• _EXERCISE_: Please find the lines in the entries below that contain the word "cloud", and copy each one.

(Dataset items)
========
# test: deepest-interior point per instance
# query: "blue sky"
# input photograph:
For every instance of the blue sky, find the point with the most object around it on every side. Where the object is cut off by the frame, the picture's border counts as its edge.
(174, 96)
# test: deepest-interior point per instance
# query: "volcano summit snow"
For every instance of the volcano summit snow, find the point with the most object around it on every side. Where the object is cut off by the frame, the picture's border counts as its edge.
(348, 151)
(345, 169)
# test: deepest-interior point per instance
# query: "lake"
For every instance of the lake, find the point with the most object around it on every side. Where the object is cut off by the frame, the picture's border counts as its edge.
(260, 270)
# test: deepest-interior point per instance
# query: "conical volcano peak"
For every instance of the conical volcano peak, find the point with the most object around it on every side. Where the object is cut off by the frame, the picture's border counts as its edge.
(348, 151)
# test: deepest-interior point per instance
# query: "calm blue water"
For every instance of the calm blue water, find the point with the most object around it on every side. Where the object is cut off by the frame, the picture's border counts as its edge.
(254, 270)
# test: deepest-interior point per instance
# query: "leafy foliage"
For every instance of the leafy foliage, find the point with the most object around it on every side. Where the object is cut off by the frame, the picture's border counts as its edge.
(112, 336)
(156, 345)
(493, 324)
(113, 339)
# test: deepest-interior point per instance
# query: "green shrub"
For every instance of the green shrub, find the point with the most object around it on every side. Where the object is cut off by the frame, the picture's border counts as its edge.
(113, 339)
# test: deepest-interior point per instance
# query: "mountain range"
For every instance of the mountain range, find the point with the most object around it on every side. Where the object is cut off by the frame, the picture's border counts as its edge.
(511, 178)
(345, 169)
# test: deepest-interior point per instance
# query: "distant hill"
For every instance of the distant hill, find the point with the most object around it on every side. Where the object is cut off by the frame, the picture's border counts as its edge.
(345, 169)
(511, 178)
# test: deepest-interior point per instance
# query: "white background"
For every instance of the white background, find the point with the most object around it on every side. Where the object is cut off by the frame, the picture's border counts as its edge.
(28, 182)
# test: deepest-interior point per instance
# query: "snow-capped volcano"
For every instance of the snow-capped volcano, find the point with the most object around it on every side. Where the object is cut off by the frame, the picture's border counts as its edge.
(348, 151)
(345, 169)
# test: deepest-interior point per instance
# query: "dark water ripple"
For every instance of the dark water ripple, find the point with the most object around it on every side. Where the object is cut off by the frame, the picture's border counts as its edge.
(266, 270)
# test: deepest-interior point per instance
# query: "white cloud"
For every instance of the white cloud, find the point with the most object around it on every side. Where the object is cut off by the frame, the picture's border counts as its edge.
========
• _ANSWER SPACE_:
# query: "white cloud"
For every instance of the white cloud, find the point with the most object around it on every side. Where the object is cut off by the frame, the picture's border counts as its edge.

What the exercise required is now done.